§ INSTRUÇÃO 1: Com base no texto sobre a seca no semiárido, explique para que o agricultor José Alírio de Macedo cultiva feijão, milho e sorgo.
§ INSTRUÇÃO 2: Traduza para o inglês a seguinte frase do texto sobre a seca no semiárido: "O período chuvoso no município, que tem início em dezembro e pode se estender até maio, tem em média 530 mm."
§ INSTRUÇÃO 3: Dê continuidade à reportagem sobre a seca no semiárido a partir do ponto em que ela termina.

§ TEXTO APRESENTADO:
........

Milhares de animais morreram por falta d'água na região nordestina do Brasil.
Estiagem do semiárido é a pior dos últimos 50 anos e afeta
22 milhões.
Falta de chuva atinge mais de 90% dos municípios da região
presente em 8 Estados do País. “Se Deus não tiver compaixão, ninguém vai ficar
com nada”, diz agricultor.
A estiagem na região do semiárido não dá trégua e é a pior registrada
nos últimos 50 anos. De acordo com o governo federal, 1.415 municípios sofrem e
já afeta a vida de quase 22 milhões de brasileiros. A falta de chuva atinge
mais de 90% dos municípios do semiárido e ultrapassou a extensão das 1.135
cidades que o compõem.
Milhares de animais já morreram por falta de água
na região sisaleira da Bahia.
A Secretaria Nacional de Defesa Civil já decretou
situação de emergência e estado de calamidade pública em 1.046 municípios. A
área mais atingida pela seca estende-se por oito estados do Nordeste (Alagoas,
Bahia, Ceará, Paraíba, Pernambuco, Piauí, Rio Grande do Norte e Sergipe), além
do norte de Minas Gerais, totalizando uma extensão territorial de mais de 980
Km2.
O agricultor José Alírio de Macedo, de 61 anos,
morador da zona rural de Petrolina (PE) conta que até o momento choveu apenas
28 milímetros (mm) na região onde vive. O período chuvoso no município, que tem
início em dezembro e pode se estender até maio, tem em média 530 mm. Apesar da
estiagem atual, o agricultor cultiva feijão, milho e sorgo para alimentar seu
pequeno rebanho.
“A situação já é feia. Se Deus não tiver compaixão,
ninguém vai ficar com nada. E o período mais crítico ainda não começou, que é
de agosto para frente. Ano passado não plantei nada por causa da seca. Nunca vi
dois anos diretos sem chuva, como já está acontecendo”.

........

§ DADOS FORNECIDOS:

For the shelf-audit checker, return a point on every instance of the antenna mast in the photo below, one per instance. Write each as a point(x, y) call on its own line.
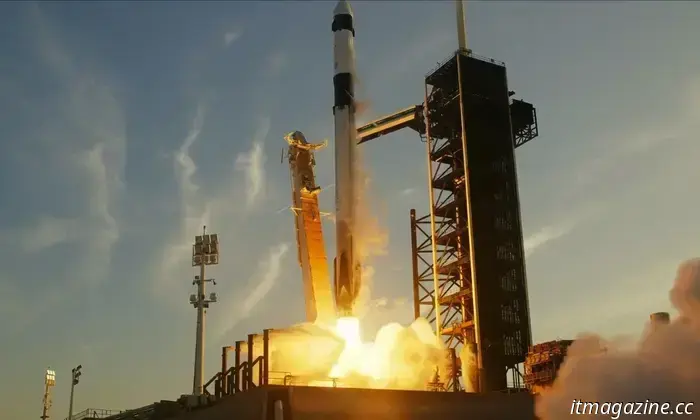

........

§ RESPOSTA 1: Ele cultiva feijão, milho e sorgo para alimentar seu pequeno rebanho, mesmo com a estiagem atual.

§ RESPOSTA 2: The rainy season in the municipality, which begins in December and can last until May, averages 530 mm.

§ RESPOSTA 3:
Com os frequentes problemas causados pela seca,
Macedo passou 14 anos trabalhando em São Paulo. Os seis filhos resistiram e
ficaram na cidade, mas o agricultor e a mulher voltaram para o sertão. “O
cidadão fica velho e quer estar perto das suas origens”.
A gravidade da situação levou o governo federal a
investir R$ 32 bilhões nas chamadas obras estruturantes, que garantem o
abastecimento de água de forma definitiva, como barragens, canais, adutoras e
estações elevatórias. Além disso, anunciou no início deste mês mais R$ 9
bilhões em ações de enfrentamento à estiagem.
A previsão é que cada município atingido pela seca
receba uma retroescavadeira, uma motoniveladora, dois caminhões (um caçamba e
um pipa) e uma pá carregadeira. O governo também vai distribuir 340 mil
toneladas de milho até o fim do mês de maio para serem vendidas aos produtores
a preço subsidiado.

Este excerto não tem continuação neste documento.